• WORK INSTRUCTIONS:
Switch every "exterior ring" in the material below to "outer ring", leaving all other text unchanged, and write it out again without the pictures.

---------- INPUT RECORDS ----------

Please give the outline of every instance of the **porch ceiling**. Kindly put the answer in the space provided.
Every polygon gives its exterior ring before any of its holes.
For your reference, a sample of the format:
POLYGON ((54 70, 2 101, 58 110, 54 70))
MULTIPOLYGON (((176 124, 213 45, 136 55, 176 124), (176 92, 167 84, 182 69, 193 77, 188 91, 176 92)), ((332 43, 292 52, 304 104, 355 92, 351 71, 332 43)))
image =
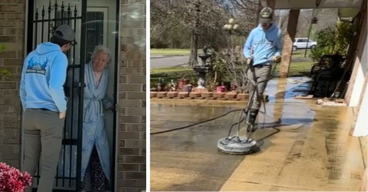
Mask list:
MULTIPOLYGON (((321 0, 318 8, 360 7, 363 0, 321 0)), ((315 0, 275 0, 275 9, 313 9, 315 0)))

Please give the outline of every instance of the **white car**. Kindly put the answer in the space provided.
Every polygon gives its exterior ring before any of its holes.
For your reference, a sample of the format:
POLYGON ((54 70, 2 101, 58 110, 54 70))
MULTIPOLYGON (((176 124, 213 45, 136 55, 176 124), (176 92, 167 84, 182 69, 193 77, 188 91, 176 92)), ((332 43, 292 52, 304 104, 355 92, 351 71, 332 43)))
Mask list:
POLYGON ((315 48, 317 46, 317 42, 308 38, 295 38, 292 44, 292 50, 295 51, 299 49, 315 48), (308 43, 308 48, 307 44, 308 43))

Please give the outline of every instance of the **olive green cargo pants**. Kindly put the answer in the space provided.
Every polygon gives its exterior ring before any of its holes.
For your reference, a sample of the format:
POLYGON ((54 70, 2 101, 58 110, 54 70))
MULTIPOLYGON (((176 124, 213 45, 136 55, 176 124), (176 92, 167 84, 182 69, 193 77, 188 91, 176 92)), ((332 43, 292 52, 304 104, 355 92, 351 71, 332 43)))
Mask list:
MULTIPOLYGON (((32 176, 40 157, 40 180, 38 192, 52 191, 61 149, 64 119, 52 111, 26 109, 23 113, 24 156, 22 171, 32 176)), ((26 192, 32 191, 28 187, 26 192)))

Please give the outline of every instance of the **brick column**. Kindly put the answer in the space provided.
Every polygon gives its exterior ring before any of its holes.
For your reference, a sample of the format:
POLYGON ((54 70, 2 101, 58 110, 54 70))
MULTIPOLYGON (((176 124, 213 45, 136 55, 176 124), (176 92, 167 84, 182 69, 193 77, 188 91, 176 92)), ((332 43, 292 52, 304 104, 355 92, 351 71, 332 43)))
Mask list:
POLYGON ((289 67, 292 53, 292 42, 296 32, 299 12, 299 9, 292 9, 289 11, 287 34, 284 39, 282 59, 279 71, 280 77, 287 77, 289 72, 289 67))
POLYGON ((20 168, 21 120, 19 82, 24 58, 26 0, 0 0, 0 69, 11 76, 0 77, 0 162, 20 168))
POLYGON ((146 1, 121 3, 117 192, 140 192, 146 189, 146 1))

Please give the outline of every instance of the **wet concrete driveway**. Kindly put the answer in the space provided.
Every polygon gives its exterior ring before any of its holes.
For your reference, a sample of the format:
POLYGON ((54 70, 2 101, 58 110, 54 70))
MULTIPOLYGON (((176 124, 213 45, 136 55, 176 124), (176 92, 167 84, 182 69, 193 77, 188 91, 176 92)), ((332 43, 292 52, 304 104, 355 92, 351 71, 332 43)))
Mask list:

----------

• WORKED ANSWER:
Please give the outline of every instance of the **porch ceiling**. Kindly put the answer in the space provided.
Every polygon gives its outer ring before any of its holes.
For your reference, a sample of the format:
POLYGON ((54 70, 2 101, 58 110, 54 70))
MULTIPOLYGON (((176 124, 213 45, 136 55, 176 124), (176 92, 167 84, 182 69, 193 77, 188 91, 176 92)), ((332 43, 292 52, 304 104, 355 92, 351 71, 332 43)))
image =
Mask list:
MULTIPOLYGON (((321 0, 318 8, 360 7, 363 0, 321 0)), ((315 0, 275 0, 275 9, 313 9, 315 0)))

Please give the outline of every instance of the **white car**. Kindly put the answer in the space provided.
Every polygon gives its outer ring before any of its holes.
For your reference, a sample of the format:
POLYGON ((54 70, 2 101, 58 110, 54 70))
MULTIPOLYGON (((176 124, 213 45, 136 55, 176 124), (176 92, 167 84, 182 69, 193 77, 188 91, 176 92)), ((332 43, 292 52, 304 104, 355 92, 351 71, 332 43)))
Mask list:
POLYGON ((315 48, 317 46, 317 42, 308 38, 295 38, 292 44, 292 50, 295 51, 299 49, 315 48), (308 43, 308 48, 307 44, 308 43))

Please give the outline of every instance of the **olive green cargo pants**. Kindly put the answer in the space provided.
Every polygon gives its outer ring before any of its holes.
For your reference, a sample of the format:
POLYGON ((54 70, 2 101, 58 110, 54 70))
MULTIPOLYGON (((176 124, 213 45, 136 55, 176 124), (176 92, 167 84, 182 69, 193 77, 188 91, 176 92)), ((332 43, 292 52, 304 104, 355 92, 351 71, 332 43)))
Mask list:
MULTIPOLYGON (((32 176, 40 157, 40 180, 38 192, 52 191, 61 149, 64 119, 52 111, 26 109, 23 113, 24 156, 22 171, 32 176)), ((26 192, 32 191, 28 187, 26 192)))

Please give the outline of every instance of the **brick column**. Kindly put the answer in the space provided.
Every polygon gives its outer ring before any of its holes.
For your reference, a sample of the format:
POLYGON ((54 70, 2 101, 58 110, 54 70))
MULTIPOLYGON (((176 124, 213 45, 136 55, 176 124), (176 92, 167 84, 182 69, 193 77, 188 91, 176 92)), ((332 43, 292 52, 304 104, 355 92, 351 71, 332 43)))
Mask list:
POLYGON ((289 67, 292 53, 292 42, 296 32, 299 12, 299 9, 292 9, 289 11, 287 34, 284 39, 282 59, 279 71, 280 77, 287 77, 289 72, 289 67))
POLYGON ((20 168, 21 120, 19 82, 24 58, 26 0, 0 0, 0 69, 11 76, 0 77, 0 162, 20 168))
POLYGON ((146 1, 121 3, 117 192, 140 192, 146 189, 146 1))

Please give the outline of every instance of the **wet concrete driveway**. Kindly put the answer in the space provided.
Every polygon gives its outer ring before any of its holes.
For your reference, a sample of the format:
POLYGON ((54 70, 2 101, 58 110, 54 70))
MULTIPOLYGON (((176 124, 213 45, 136 55, 176 124), (176 92, 167 84, 182 69, 193 77, 188 91, 176 92)), ((332 43, 292 52, 304 104, 355 92, 351 71, 332 43)))
Mask list:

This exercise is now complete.